There are so many interconnected parts of failure's purpose in life, that it's hard to know where to start, but I will begin with the familiar and build up to the most profound and important.


(Why) Failing Sucks



This is definitely the most familiar. We've all failed, and we've all known what that feels like.

No one genuinely enjoys failure. It's not fun. And it can make you feel stupid.

The more failures you accumulate, one after another, the more frustrated and disappointed you will become.

To be honest, I've been dealing with this a lot lately.

You see, I have a few specific scenes left to fix in my manuscript, and I can't for the life of me figure them out. I literally worked on it diligently for over a month. And while I made some headway, it wasn't much, and I'm largely just as stuck.

So, I've been accumulating lots of failures. And naturally I've been dealing with regular feelings of frustration, disappointment, and even depression. Heck, I've even gotten to the point of asking existential questions.

But guess what? Any normal person in this same situation would feel those same feelings. I mean, seriously? Over a month? For me that means I've spent about 80 hours on it. Who wouldn't be frustrated? Disappointed? Depressed? Questioning life choices?

This is completely normal. And contrary to how you feel, it's not actually a bad thing. Sure, your emotions are a part of you and your existence, but you need to learn to rise above them, not be ruled by them.

Recently I read this in an article:

What feels like struggle and frustration is often skill development and growth. . . . In other words, what looks like failure is often the foundation of success.

» **Listed entries**:
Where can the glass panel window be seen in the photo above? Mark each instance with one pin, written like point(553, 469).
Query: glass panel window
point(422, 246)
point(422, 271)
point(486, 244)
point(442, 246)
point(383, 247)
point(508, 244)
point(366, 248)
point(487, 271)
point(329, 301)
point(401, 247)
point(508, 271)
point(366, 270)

» **Given problem**: Pick up the essay on failure after its last sentence and continue writing it.

» **The response**:
I've heard others talk about how feelings of confusion are actually simply signals to your brain that you are about to learn something new.

These emotions may feel negative to your well-being at the time, but they actually aren't bad, and they definitely aren't evil.

They simply mean you are entering a skill development phase. This is completely true, and in the process of this post, you'll see why, specifically.

Now, some of you may have actually been embarrassed for me when I said I've spent 80 hours trying to fix a few scenes; maybe you even thought you were better than that. Maybe you are 🤷‍♀️ but this is also another reason why failing sucks. Not only do you naturally deal with feelings of frustration, disappointment, maybe existential questions, but you have to deal with others, our culture, and society, which has often taught us failure is something to be ashamed and embarrassed about, in other words, it's not accepted. In other words, we have even another reason to avoid it.

To be fair, it's almost impossible in our classrooms and society to adequately incorporate failure, for reasons I'll explain later. It just doesn't work--it's not realistic.


Why Exactly Perseverance is so Important



Because failing, especially repeated failing, naturally invites feelings of frustration, disappointment, and depression, along with ridicule, shame, and embarrassment, it requires something else to carry you over to those new skills: perseverance.

It's such a cliche, that you might want to skip ahead, but trust me, you don't.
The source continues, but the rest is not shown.